▸ What is being asked
Each record that follows should be reproduced in full, character for character.

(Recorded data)

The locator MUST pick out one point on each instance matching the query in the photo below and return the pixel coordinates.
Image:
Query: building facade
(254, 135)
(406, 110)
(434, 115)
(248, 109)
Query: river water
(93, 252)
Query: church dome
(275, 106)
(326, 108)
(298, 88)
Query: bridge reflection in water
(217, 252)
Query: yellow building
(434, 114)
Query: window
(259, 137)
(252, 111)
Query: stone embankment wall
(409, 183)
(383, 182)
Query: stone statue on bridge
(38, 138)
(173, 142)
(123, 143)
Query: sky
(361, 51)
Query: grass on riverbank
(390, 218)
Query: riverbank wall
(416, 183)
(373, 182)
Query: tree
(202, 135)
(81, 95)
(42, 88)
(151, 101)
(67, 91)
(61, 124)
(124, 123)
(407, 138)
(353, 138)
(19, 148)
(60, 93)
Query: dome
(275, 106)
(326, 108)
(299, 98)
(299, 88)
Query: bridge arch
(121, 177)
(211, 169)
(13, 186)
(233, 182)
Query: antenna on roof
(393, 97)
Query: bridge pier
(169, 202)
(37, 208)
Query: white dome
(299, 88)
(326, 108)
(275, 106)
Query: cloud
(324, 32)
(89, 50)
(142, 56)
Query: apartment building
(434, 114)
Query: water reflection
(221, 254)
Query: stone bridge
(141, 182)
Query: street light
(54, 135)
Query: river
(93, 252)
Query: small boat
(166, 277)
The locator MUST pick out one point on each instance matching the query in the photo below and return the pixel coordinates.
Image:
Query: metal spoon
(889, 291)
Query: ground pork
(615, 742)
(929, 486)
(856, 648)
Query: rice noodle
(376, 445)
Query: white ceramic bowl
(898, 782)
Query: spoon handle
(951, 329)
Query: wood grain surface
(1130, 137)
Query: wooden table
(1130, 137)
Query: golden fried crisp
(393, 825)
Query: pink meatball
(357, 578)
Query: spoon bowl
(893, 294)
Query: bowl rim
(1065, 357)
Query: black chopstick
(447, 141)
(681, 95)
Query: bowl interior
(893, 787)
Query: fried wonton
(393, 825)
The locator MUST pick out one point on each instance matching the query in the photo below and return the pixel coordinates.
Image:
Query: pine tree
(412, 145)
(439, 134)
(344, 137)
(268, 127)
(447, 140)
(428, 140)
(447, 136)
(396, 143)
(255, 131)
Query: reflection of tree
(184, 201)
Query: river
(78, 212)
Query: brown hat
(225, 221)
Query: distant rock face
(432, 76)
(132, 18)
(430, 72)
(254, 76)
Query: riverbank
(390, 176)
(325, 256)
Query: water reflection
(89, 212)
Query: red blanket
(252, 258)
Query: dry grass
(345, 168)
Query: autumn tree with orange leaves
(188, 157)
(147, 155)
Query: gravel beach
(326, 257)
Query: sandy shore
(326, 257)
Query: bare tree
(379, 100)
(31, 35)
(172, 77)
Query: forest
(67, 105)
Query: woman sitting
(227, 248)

▸ Response box
The locator MUST pick out one point on each instance matching the query in the photo below and return the pixel coordinates.
Image:
Query: building facade
(254, 135)
(406, 110)
(434, 115)
(248, 109)
Query: river water
(93, 252)
Query: church dome
(275, 106)
(326, 108)
(298, 88)
Query: bridge reflection in water
(217, 252)
Query: yellow building
(434, 114)
Query: window
(259, 137)
(252, 111)
Query: stone embankment wall
(409, 183)
(383, 182)
Query: stone statue on bridge
(38, 138)
(173, 142)
(123, 143)
Query: sky
(361, 51)
Query: grass on riverbank
(390, 218)
Query: riverbank wall
(416, 183)
(373, 182)
Query: tree
(202, 135)
(81, 95)
(42, 88)
(151, 101)
(67, 91)
(61, 124)
(124, 123)
(407, 138)
(353, 138)
(19, 148)
(60, 93)
Query: dome
(275, 106)
(326, 108)
(299, 98)
(299, 88)
Query: bridge arch
(121, 177)
(211, 169)
(13, 186)
(233, 182)
Query: antenna on roof
(393, 97)
Query: bridge pier
(169, 202)
(37, 208)
Query: white dome
(299, 88)
(326, 108)
(275, 106)
Query: cloud
(324, 32)
(89, 50)
(142, 56)
Query: apartment building
(434, 114)
Query: water reflection
(221, 254)
Query: stone bridge
(141, 182)
Query: street light
(54, 135)
Query: river
(93, 252)
Query: small boat
(166, 277)
The locator MUST pick out one point on each instance matching the query in the photo below and return the pixel coordinates.
Image:
Query: metal spoon
(889, 291)
Query: ground pork
(615, 742)
(929, 486)
(856, 648)
Query: rice noodle
(376, 445)
Query: white ceramic bowl
(898, 782)
Query: spoon handle
(951, 329)
Query: wood grain surface
(1130, 137)
Query: wooden table
(1130, 137)
Query: golden fried crisp
(393, 825)
Query: pink meatball
(357, 578)
Query: spoon bowl
(893, 294)
Query: bowl rim
(1065, 357)
Query: black chopstick
(447, 141)
(681, 95)
Query: bowl interior
(893, 787)
Query: fried wonton
(393, 825)
The locator MUST pick out one point on each instance matching the query in the photo below and return the pixel coordinates.
Image:
Query: pine tree
(412, 145)
(439, 134)
(344, 137)
(268, 127)
(447, 140)
(428, 140)
(447, 136)
(396, 143)
(255, 131)
Query: reflection of tree
(184, 201)
Query: river
(78, 212)
Query: brown hat
(225, 221)
Query: distant rock face
(432, 76)
(132, 18)
(430, 72)
(254, 76)
Query: riverbank
(390, 176)
(325, 256)
Query: water reflection
(89, 212)
Query: red blanket
(252, 258)
Query: dry grass
(345, 168)
Query: autumn tree with orange leaves
(188, 157)
(147, 155)
Query: gravel beach
(326, 257)
Query: sandy shore
(326, 257)
Query: bare tree
(379, 100)
(31, 35)
(172, 77)
Query: forest
(67, 105)
Query: woman sitting
(227, 248)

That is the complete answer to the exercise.